| LE RÉCIT |
● ● ●

48 ans near Paname 666
Consulte ton coeur...


Un élève qui m’a tant appris


mardi 7 juin 2005, par Tariq






Une histoire, une vie...il y a vingt-deux ans déjà. Alors jeune enseignant, Thierry avait croisé ma route.


 



Au fond de la classe, l’oeil sombre, il n’avait pas quitté sa veste ; comme s’il s’apprêtait à sortir de la classe. Nous venions d’y entrer pourtant. Ce fut ma première rencontre avec Thierry. Celles qui suivirent donnèrent naissance à un conflit particulièrement tendu. Seul, tout à la fois fébrile et orgueilleux, il n’avait de cesse de vouloir me démontrer que mon statut de "prof" suffisait à prouver que "je ne pouvais comprendre", que forcément "je le jugeais"...mal, comme "eux". Toutes mes exigences "scolaires", tous mes appels au dialogue, toutes mes suggestions étaient balayés avec la froideur et la haine que l’on réserve à ses ennemis. "Occupez-vous de vos affaires...j’ai pas envie de vous parler..." Il avait le mépris expressif. "Asocial", disait-on.





Jusqu’à cette veille de vacances d’automne où il me remit une composition de français en m’interpellant. "Ca doit vous embêter de lire nos ’compos’ pendant les vacances ?!" me dit-il en épiant , comme pour la saisir dans l’instant, ma réaction. "Evidemment, cher Thierry..." lui répondis-je en le fixant avec insistance. Il en fut gêné mais ce fut le premier échange, la première "chaleur", le premier signe. "A bientôt" lâcha-t-il en accompagnant sa volte-face d’un sourire crispé. Il avait l’affection tellement compliquée.





Les semaines et les mois qui suivirent m’ont permis de dessiner le paysage dans lequel se mouvait Thierry. Trop d’absences, trop de violences avaient mis à mal toutes ses protections. Fragile, tellement, et renfermé, il finit par faire de sa faiblesse une force : il ne laissa à personne le droit de l’aimer. Au mieux admettait-il qu’on le jugeât, scolairement,...et très mal. Il en avait tellement l’habitude qu’il prenait un soin particulier à conforter ce point de vue : il savait prouver sa non-valeur aux adultes, du corps enseignant à la brigade des mineurs. Avec ce paradoxe douloureux de subir ce qu’il croyait décider.

● ● ●

Réponds à ces trois questions à partir du récit :
1. Il y a combien d'années que Thierry a croisé la route de l'enseignant ?
2. Quel vêtement Thierry garde-t-il sur lui au fond de la classe ?
3. Quand Thierry rend-il une composition de français ?
Les entrées ne servent pas pour cet exercice.

| ENTRÉES AFFICHÉES |
● ● ●

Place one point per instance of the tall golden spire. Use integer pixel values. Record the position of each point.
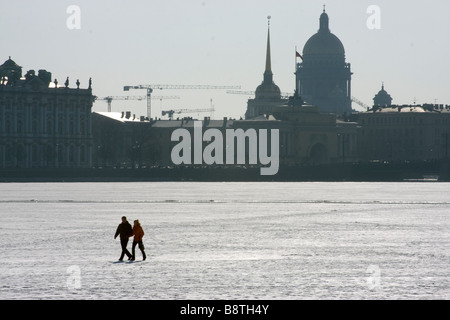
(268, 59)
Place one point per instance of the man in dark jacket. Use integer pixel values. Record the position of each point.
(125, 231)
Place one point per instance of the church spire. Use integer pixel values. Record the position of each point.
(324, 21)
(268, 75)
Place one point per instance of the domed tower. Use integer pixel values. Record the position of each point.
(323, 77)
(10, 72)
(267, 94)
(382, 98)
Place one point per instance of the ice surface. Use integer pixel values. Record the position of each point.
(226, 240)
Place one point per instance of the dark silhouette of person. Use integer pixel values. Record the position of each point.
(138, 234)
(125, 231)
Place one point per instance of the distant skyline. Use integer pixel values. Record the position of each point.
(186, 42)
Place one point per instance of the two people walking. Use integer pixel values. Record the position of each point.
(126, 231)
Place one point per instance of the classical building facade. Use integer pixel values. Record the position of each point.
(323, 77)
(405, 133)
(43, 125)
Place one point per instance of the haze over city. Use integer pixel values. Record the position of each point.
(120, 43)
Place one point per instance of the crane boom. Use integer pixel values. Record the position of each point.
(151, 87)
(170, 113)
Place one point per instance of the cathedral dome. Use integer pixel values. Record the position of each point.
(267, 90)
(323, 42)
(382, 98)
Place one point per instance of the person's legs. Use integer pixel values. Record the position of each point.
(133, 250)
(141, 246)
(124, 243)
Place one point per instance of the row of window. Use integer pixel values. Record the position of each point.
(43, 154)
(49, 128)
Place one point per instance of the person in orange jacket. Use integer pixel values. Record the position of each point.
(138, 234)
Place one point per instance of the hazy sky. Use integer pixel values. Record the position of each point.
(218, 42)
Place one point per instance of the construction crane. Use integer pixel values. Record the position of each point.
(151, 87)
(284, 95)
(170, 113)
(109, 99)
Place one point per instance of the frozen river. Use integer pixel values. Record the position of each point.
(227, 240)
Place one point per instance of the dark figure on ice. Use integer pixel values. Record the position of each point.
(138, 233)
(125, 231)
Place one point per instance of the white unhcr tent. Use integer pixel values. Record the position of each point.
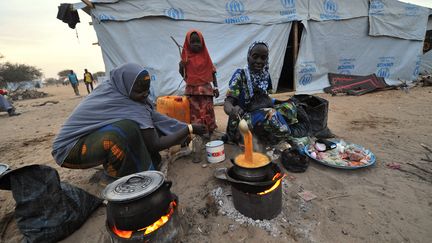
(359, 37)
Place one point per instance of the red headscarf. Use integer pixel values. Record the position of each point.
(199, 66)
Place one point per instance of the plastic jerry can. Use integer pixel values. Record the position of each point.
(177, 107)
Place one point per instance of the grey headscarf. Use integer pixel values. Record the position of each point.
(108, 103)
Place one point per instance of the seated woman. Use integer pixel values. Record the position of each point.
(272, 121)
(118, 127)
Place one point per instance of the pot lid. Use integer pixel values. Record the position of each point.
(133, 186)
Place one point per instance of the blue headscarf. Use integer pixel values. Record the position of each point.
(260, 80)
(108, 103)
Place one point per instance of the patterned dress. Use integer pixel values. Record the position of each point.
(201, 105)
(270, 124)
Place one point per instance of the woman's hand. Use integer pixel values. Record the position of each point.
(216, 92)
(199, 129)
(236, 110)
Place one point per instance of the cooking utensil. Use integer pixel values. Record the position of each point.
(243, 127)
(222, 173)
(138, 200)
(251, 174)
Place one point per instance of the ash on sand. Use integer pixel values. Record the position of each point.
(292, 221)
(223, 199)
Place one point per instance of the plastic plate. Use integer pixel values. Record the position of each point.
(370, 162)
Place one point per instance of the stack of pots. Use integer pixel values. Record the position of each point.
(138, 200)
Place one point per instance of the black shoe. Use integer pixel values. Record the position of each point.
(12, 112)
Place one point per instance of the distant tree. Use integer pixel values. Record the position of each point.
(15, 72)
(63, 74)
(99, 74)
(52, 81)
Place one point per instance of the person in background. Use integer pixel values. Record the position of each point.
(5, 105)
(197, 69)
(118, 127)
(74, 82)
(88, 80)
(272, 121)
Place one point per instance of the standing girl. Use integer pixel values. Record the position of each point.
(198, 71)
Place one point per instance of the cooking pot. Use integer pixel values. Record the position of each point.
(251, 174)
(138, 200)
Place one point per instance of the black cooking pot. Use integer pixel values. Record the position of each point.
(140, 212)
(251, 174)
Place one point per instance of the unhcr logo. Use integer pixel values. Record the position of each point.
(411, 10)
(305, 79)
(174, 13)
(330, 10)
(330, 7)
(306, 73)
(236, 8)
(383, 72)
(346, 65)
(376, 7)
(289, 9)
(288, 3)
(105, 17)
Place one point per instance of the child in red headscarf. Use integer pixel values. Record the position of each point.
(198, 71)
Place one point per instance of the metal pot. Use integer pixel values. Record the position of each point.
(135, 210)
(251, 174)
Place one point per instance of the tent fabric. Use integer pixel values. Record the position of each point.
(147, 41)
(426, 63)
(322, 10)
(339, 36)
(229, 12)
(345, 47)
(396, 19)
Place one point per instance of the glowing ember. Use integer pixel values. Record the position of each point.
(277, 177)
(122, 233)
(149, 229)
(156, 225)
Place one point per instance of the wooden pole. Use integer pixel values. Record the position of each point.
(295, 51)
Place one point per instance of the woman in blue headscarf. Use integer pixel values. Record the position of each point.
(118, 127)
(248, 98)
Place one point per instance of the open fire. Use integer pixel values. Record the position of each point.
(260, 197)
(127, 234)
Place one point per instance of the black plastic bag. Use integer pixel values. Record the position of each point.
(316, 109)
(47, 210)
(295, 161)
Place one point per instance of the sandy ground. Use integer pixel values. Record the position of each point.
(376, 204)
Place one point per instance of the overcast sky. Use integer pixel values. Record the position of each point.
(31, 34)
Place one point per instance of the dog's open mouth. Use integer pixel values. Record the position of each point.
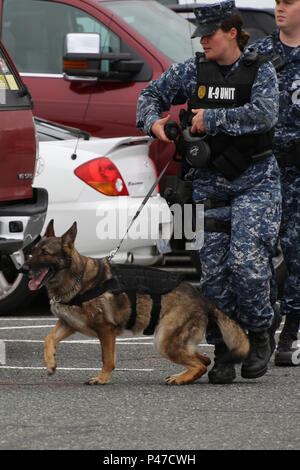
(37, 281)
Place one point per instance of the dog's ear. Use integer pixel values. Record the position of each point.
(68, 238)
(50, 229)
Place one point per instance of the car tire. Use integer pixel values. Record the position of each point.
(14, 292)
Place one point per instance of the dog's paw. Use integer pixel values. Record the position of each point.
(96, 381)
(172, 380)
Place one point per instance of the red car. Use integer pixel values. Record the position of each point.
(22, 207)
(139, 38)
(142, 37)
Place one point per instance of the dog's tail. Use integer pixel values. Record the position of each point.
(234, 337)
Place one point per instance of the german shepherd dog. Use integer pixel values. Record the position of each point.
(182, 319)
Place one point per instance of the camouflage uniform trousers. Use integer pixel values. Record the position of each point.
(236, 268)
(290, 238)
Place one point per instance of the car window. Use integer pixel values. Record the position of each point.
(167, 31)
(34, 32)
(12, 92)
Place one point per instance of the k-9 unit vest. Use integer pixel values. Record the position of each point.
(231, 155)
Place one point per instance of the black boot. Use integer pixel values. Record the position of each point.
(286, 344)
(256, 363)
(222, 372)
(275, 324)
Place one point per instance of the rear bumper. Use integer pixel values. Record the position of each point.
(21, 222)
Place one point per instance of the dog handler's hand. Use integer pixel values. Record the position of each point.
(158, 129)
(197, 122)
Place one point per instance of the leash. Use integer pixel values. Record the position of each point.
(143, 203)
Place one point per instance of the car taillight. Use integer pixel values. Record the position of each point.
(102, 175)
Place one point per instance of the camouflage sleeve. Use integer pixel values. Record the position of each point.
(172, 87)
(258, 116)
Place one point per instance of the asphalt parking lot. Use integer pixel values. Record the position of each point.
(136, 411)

● ● ●

| CORRIGÉ |
1. Vingt-deux ans.
2. Sa veste.
3. La veille des vacances d'automne.